● **Description of the task**
Leave out the images; return the rest of the data exactly.

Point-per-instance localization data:
((

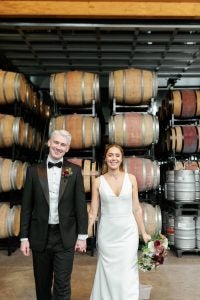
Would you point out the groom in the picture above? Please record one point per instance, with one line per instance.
(54, 219)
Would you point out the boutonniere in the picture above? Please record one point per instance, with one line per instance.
(67, 172)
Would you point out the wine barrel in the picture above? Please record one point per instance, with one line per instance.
(170, 228)
(132, 86)
(24, 168)
(152, 218)
(183, 139)
(185, 103)
(74, 88)
(169, 186)
(184, 185)
(4, 212)
(133, 129)
(147, 172)
(11, 130)
(11, 177)
(28, 136)
(12, 87)
(89, 171)
(29, 100)
(85, 130)
(185, 236)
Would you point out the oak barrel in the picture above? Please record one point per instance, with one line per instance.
(133, 129)
(11, 175)
(185, 103)
(74, 88)
(12, 87)
(89, 171)
(132, 86)
(11, 130)
(183, 139)
(85, 130)
(147, 172)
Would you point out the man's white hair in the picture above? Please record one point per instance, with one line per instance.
(64, 133)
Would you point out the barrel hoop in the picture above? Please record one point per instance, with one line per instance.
(15, 130)
(4, 87)
(17, 86)
(83, 88)
(196, 98)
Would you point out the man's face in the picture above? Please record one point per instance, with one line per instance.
(57, 147)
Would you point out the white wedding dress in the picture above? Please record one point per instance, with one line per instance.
(116, 275)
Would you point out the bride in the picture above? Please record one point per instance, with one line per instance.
(115, 196)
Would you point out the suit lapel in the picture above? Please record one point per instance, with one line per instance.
(42, 173)
(63, 182)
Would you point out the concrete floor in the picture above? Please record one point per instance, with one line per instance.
(177, 279)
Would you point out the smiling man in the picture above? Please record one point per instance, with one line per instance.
(54, 219)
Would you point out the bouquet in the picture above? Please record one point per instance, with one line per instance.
(153, 253)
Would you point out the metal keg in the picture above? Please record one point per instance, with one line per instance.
(169, 187)
(185, 237)
(184, 185)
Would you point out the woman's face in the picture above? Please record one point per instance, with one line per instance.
(113, 158)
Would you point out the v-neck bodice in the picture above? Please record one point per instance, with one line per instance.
(111, 187)
(112, 204)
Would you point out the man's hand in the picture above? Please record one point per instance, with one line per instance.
(81, 246)
(25, 248)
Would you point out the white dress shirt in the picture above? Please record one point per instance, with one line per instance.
(54, 177)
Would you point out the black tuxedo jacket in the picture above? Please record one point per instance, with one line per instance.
(72, 209)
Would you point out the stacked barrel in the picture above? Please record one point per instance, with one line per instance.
(21, 110)
(182, 184)
(136, 130)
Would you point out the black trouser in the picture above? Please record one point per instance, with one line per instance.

))

● **Solution**
Would you point out the groom in the picture above? Please record one point per instance, with one line per instance.
(54, 219)
Would you point out the boutonniere in the picture above? Please record one point per instance, with one line per instance.
(67, 172)
Would you point out the wine barrel in the picture above? Please record one point per instance, with one line per instance.
(170, 228)
(132, 86)
(24, 168)
(152, 218)
(183, 139)
(185, 103)
(74, 88)
(169, 186)
(184, 185)
(4, 212)
(133, 129)
(147, 172)
(11, 130)
(11, 177)
(28, 136)
(12, 87)
(89, 171)
(29, 100)
(85, 130)
(185, 236)
Would you point out the oak barrel in the picture above? Please record one point per instance, with one line per instance.
(133, 129)
(11, 175)
(185, 103)
(74, 88)
(12, 87)
(89, 171)
(132, 86)
(11, 130)
(183, 139)
(85, 130)
(147, 172)
Would you point out the man's white hair in the picture above? Please record one point per instance, with one line per instance.
(64, 133)
Would you point out the barrel hoop in the picture above? Please record one point per instance, with one line per instance.
(15, 130)
(4, 87)
(17, 86)
(83, 88)
(196, 98)
Would you point out the man's face in the picture above? Please record one point per instance, with one line per instance.
(57, 147)
Would you point out the white wedding dress in the picture above? Please record one point per instance, with one line per instance.
(116, 275)
Would you point out the bride in the picture above? Please record one point per instance, with one line per instance.
(115, 196)
Would you point out the suit lapel in the picture above? Please record one point per instance, with one line per instance.
(42, 173)
(63, 182)
Would you point out the concrete floor in the picture above? Please record one point per instance, with one line per instance.
(177, 279)
Would you point out the smiling man in the picture above? Please record one point per instance, with one line per instance.
(54, 219)
Would you point out the bouquet in the picture above? Please record one point per instance, with one line per instance.
(153, 253)
Would you point out the metal keg in the picture above? Please record one point per instance, with one line per instance.
(169, 187)
(185, 237)
(184, 185)
Would you point out the woman's face in the picture above? Please record one point per instance, with one line per instance.
(113, 158)
Would you point out the v-neck bodice in the picture above? Please record one point per instance, with one line per instance.
(111, 187)
(112, 204)
Would you point out the man's hand in the picture above? Please record one point per instance, with one line per instance.
(81, 246)
(25, 248)
Would you point out the white dress shirt in the picture above? Please record one point per instance, with one line per instance.
(54, 177)
Would you point out the black tuxedo jacket in the picture above? Please record one point per instance, with one line per instance.
(72, 209)
Would you point out the stacked barrel in the picture above? Please record one point per instance, with one line per instance.
(21, 110)
(182, 184)
(136, 130)
Would you point out the black trouser in the picture above? Please record one point per instance, with one line per instance.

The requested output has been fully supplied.